OBJECTIVE – Extract all of the entries and give them again, word for word.

PROVIDED RECORDS –
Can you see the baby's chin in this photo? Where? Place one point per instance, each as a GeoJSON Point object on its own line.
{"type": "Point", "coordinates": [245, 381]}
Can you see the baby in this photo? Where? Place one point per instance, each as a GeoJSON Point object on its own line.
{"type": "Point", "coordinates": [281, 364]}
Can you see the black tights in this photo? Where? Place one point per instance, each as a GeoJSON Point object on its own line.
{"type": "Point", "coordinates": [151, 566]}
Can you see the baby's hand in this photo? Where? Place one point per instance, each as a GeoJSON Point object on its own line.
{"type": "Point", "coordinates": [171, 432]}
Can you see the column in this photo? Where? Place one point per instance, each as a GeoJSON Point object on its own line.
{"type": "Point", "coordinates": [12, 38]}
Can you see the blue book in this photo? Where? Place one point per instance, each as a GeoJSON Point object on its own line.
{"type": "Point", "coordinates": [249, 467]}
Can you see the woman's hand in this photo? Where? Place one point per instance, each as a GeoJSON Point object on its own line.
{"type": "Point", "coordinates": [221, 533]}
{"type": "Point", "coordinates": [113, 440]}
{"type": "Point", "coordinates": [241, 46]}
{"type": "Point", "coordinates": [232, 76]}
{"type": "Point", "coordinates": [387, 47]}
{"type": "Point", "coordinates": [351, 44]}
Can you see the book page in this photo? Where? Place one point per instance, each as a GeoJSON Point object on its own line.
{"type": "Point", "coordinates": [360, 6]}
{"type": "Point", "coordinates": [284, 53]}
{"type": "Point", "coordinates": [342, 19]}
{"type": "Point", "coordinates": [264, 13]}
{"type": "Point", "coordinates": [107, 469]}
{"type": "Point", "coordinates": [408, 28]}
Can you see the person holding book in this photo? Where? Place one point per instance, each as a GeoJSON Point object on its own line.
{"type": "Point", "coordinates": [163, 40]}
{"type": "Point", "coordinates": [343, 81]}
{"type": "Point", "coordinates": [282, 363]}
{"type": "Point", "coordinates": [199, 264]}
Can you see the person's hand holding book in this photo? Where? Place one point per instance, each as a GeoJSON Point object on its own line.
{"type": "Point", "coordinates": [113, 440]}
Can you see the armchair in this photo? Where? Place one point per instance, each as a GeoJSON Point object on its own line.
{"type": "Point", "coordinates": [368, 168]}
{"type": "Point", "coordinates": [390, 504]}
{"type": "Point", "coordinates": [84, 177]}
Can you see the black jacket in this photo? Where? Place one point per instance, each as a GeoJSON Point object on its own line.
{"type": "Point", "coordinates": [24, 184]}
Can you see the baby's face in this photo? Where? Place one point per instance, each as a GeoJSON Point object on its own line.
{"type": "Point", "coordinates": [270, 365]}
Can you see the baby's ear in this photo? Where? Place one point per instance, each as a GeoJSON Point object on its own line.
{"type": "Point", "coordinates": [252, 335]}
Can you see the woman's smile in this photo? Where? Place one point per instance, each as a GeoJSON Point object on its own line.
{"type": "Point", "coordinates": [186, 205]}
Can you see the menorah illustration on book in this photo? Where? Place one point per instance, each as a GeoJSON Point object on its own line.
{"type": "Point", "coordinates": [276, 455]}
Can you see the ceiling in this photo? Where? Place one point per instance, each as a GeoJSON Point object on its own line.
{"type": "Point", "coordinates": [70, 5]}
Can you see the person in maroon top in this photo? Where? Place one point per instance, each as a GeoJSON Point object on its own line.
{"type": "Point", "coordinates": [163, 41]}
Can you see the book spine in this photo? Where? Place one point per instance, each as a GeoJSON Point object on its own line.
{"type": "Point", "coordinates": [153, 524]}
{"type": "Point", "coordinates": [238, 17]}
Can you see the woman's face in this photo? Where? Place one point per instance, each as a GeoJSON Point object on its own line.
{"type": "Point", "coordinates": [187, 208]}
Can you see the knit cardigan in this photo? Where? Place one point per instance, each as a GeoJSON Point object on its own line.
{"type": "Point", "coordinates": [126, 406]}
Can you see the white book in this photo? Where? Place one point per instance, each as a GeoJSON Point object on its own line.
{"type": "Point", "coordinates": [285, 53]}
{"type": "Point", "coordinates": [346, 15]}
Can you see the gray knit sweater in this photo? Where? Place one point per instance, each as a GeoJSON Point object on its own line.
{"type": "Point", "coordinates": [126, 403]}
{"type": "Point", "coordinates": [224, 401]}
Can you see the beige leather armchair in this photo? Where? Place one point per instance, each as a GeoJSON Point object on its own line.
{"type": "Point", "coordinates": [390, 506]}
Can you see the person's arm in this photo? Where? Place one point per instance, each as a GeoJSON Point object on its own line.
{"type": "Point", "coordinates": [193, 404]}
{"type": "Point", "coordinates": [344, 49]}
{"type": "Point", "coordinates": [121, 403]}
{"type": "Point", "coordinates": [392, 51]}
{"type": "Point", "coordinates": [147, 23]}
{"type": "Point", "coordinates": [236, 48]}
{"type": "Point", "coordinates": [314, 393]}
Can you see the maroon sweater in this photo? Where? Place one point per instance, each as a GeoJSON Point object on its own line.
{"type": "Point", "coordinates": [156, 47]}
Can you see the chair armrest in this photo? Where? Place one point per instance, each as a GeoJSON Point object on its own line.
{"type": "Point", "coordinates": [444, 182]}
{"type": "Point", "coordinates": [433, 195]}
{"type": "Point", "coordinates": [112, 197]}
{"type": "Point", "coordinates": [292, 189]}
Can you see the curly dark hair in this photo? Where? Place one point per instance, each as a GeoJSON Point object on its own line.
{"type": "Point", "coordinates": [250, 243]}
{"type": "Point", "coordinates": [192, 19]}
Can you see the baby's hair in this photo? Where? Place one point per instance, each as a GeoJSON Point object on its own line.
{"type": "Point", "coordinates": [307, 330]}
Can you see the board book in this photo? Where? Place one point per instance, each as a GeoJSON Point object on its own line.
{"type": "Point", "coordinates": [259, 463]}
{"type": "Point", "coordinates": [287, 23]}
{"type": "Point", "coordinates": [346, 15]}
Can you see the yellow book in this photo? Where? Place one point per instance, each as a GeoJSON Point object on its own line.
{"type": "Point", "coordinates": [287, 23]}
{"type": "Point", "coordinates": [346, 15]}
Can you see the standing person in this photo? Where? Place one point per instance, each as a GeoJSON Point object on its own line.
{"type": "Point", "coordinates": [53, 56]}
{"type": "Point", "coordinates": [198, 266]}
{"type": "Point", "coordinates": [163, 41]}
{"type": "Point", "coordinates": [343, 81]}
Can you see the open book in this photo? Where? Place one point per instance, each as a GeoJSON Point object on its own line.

CORRECT OUTPUT –
Can you see the baby's chin in this photo? Where? Place one point per instance, each as a GeoJSON Point object on its own line.
{"type": "Point", "coordinates": [245, 381]}
Can you see the baby in this photo? Where? Place one point per instance, each as a GeoJSON Point object on its own line.
{"type": "Point", "coordinates": [281, 364]}
Can you see the black tights in this photo? Where? Place one point per instance, each as a GeoJSON Point object on its own line.
{"type": "Point", "coordinates": [151, 566]}
Can you see the baby's hand in this photo? Where? Place one point per instance, each as a GeoJSON Point object on its own line.
{"type": "Point", "coordinates": [171, 432]}
Can you see the column in this photo? Where? Place one point per instance, each as a GeoJSON Point object on its own line.
{"type": "Point", "coordinates": [12, 38]}
Can you see the blue book in this photo? Where? Place one point per instance, each as a GeoJSON Point object on its own line.
{"type": "Point", "coordinates": [249, 467]}
Can you see the woman's hand in this photo? Where? Place one point per instance, each as a GeoJSON Point object on its own line.
{"type": "Point", "coordinates": [221, 533]}
{"type": "Point", "coordinates": [113, 440]}
{"type": "Point", "coordinates": [241, 46]}
{"type": "Point", "coordinates": [232, 76]}
{"type": "Point", "coordinates": [387, 47]}
{"type": "Point", "coordinates": [351, 44]}
Can you see the book page in this photo? Where? Place one point per instance, each as a GeoJSON Point object on its own line.
{"type": "Point", "coordinates": [360, 6]}
{"type": "Point", "coordinates": [284, 53]}
{"type": "Point", "coordinates": [342, 19]}
{"type": "Point", "coordinates": [264, 13]}
{"type": "Point", "coordinates": [107, 469]}
{"type": "Point", "coordinates": [408, 28]}
Can you see the person holding book in this photo? Where? Place one point per instance, each as a GeoJSON Point object on its own line.
{"type": "Point", "coordinates": [163, 40]}
{"type": "Point", "coordinates": [343, 81]}
{"type": "Point", "coordinates": [282, 363]}
{"type": "Point", "coordinates": [199, 264]}
Can you see the person's hand holding book in this photo? Where? Place one point per instance, each as a GeoJSON Point object on its own line.
{"type": "Point", "coordinates": [113, 440]}
Can you see the armchair in this photo? Where? Place one point per instance, each as a GeoJSON Point object on its own line.
{"type": "Point", "coordinates": [368, 168]}
{"type": "Point", "coordinates": [390, 504]}
{"type": "Point", "coordinates": [84, 177]}
Can you see the black jacket in this photo? Where? Place one point per instance, each as a GeoJSON Point object on its own line.
{"type": "Point", "coordinates": [24, 184]}
Can you see the baby's face in this photo? Where? Place one point per instance, each as a GeoJSON Point object on its own line.
{"type": "Point", "coordinates": [270, 365]}
Can you see the baby's ear in this photo? Where? Place one point per instance, each as a GeoJSON Point object on its own line.
{"type": "Point", "coordinates": [252, 335]}
Can you see the woman's smile in this photo? Where? Place one point per instance, each as a GeoJSON Point object on its own line.
{"type": "Point", "coordinates": [186, 205]}
Can you see the menorah illustration on book in this photo? Where? Place one point per instance, each as a GeoJSON Point object on its own line.
{"type": "Point", "coordinates": [276, 455]}
Can you see the ceiling in this photo? Where? Place one point per instance, each as a GeoJSON Point object on its own line.
{"type": "Point", "coordinates": [70, 5]}
Can you see the person in maroon top in this photo? Where? Place one point per instance, each as a GeoJSON Point object on its own line.
{"type": "Point", "coordinates": [163, 41]}
Can you see the book spine in this photo? Where? Place one point per instance, each as a GeoJSON Point object on its own line.
{"type": "Point", "coordinates": [153, 524]}
{"type": "Point", "coordinates": [238, 17]}
Can you see the woman's face in this photo? Where? Place one point per instance, each as a GeoJSON Point object on its own line.
{"type": "Point", "coordinates": [187, 208]}
Can you see the knit cardigan in this photo? Where? Place one point per instance, each as a GeoJSON Point object on its own line.
{"type": "Point", "coordinates": [126, 406]}
Can you see the white book in this photo? Where? Place one point per instance, each as a GeoJSON Point object on its own line.
{"type": "Point", "coordinates": [285, 53]}
{"type": "Point", "coordinates": [346, 15]}
Can you see the gray knit sweater in this photo? Where? Place one point per instance, each as a GeoJSON Point object on its own line.
{"type": "Point", "coordinates": [126, 403]}
{"type": "Point", "coordinates": [224, 401]}
Can you see the beige leather armchair in this photo? Where? Place one point per instance, each as a GeoJSON Point object on its own line.
{"type": "Point", "coordinates": [390, 506]}
Can you see the person's arm in this photo? Where? Place one point per instance, each as a GeoJSON Point object on its own line.
{"type": "Point", "coordinates": [193, 404]}
{"type": "Point", "coordinates": [344, 49]}
{"type": "Point", "coordinates": [121, 403]}
{"type": "Point", "coordinates": [392, 51]}
{"type": "Point", "coordinates": [147, 23]}
{"type": "Point", "coordinates": [236, 48]}
{"type": "Point", "coordinates": [314, 393]}
Can you see the maroon sweater in this photo? Where? Place one point per instance, each as a GeoJSON Point object on its own line.
{"type": "Point", "coordinates": [156, 47]}
Can you see the chair armrest in this photo? Where? Place one point per instance, each as a GeoJSON Point object on its own line.
{"type": "Point", "coordinates": [444, 182]}
{"type": "Point", "coordinates": [433, 195]}
{"type": "Point", "coordinates": [112, 197]}
{"type": "Point", "coordinates": [292, 189]}
Can you see the curly dark hair in this photo? Where? Place one point per instance, each as a GeoJSON Point object on its own line.
{"type": "Point", "coordinates": [250, 243]}
{"type": "Point", "coordinates": [192, 19]}
Can you see the baby's hair in this photo? Where? Place one point per instance, each as a GeoJSON Point object on its own line.
{"type": "Point", "coordinates": [307, 330]}
Can you see the board book in this photo? Where? Place one point per instance, each as a GeoJSON Point object on its own line.
{"type": "Point", "coordinates": [259, 463]}
{"type": "Point", "coordinates": [287, 23]}
{"type": "Point", "coordinates": [346, 15]}
Can you see the yellow book in this photo? Where? Place one point per instance, each as a GeoJSON Point object on its own line.
{"type": "Point", "coordinates": [287, 23]}
{"type": "Point", "coordinates": [346, 15]}
Can you see the standing person in this photo? Where? Place one point per instance, each as a GeoJSON Point object on its own line.
{"type": "Point", "coordinates": [53, 56]}
{"type": "Point", "coordinates": [198, 266]}
{"type": "Point", "coordinates": [163, 41]}
{"type": "Point", "coordinates": [343, 81]}
Can you see the open book in this photo? Where? Place one point per instance, each as a GeoJSON Point object on its own line.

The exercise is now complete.